# Zu bearbeitende Aufgaben:
1 > Wessen Tod ist laut dem Text über Jürgen Wiebickes Buch am Ende des Buches zu beklagen?
2 > Gib aus dem Text über Jürgen Wiebickes Buch die Passage von „Mag sein, ja“ bis „Aber ihrem Leben.“ wortgetreu wieder.
3 > Übersetze den Satz „Trostreich sind die gewonnenen Erfahrungen und Einsichten allemal.“ aus dem Text über Jürgen Wiebickes Buch ins Englische.

Warum nicht? Weil vielleicht die Eltern nicht mehr leben. Weil es keine weitere Zeugenschaft mehr gibt. Weil zuvor versäumt wurde, nachzufragen, darüber zu sprechen. Chance vertan. Im Regelfall endgültig. Weiter leben müssen mit dem blinden Fleck.

Mag sein, ja es ist sogar wahrscheinlich, dass Jürgen Wiebickes familienbiographischer blinder Fleck nicht vollständig verschwunden ist, aber am Ende seines Buches ist gewiss, dass er kleiner geworden ist. Trostreich sind die gewonnenen Erfahrungen und Einsichten allemal. Sie geben nicht dem Tod der Mutter, der am Ende zu beklagen ist, eine andere Qualität, wie könnte das auch sein. Aber ihrem Leben.

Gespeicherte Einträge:
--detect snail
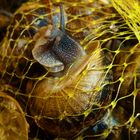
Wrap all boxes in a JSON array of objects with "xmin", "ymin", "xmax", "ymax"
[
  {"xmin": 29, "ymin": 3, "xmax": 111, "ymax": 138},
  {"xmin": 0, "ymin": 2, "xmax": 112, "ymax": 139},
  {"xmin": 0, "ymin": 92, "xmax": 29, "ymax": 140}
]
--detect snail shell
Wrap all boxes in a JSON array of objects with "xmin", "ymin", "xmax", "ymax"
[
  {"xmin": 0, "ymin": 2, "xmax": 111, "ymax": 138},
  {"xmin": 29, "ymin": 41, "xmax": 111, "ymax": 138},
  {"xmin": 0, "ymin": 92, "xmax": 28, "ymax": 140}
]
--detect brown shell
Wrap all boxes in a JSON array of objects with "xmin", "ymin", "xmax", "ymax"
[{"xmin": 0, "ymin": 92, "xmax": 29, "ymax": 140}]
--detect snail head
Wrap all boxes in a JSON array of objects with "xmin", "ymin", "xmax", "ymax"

# Gelöste Aufgaben:
1 > Der Tod der Mutter.

2 >
Mag sein, ja es ist sogar wahrscheinlich, dass Jürgen Wiebickes familienbiographischer blinder Fleck nicht vollständig verschwunden ist, aber am Ende seines Buches ist gewiss, dass er kleiner geworden ist. Trostreich sind die gewonnenen Erfahrungen und Einsichten allemal. Sie geben nicht dem Tod der Mutter, der am Ende zu beklagen ist, eine andere Qualität, wie könnte das auch sein. Aber ihrem Leben.

3 > The experiences and insights gained are comforting in any case.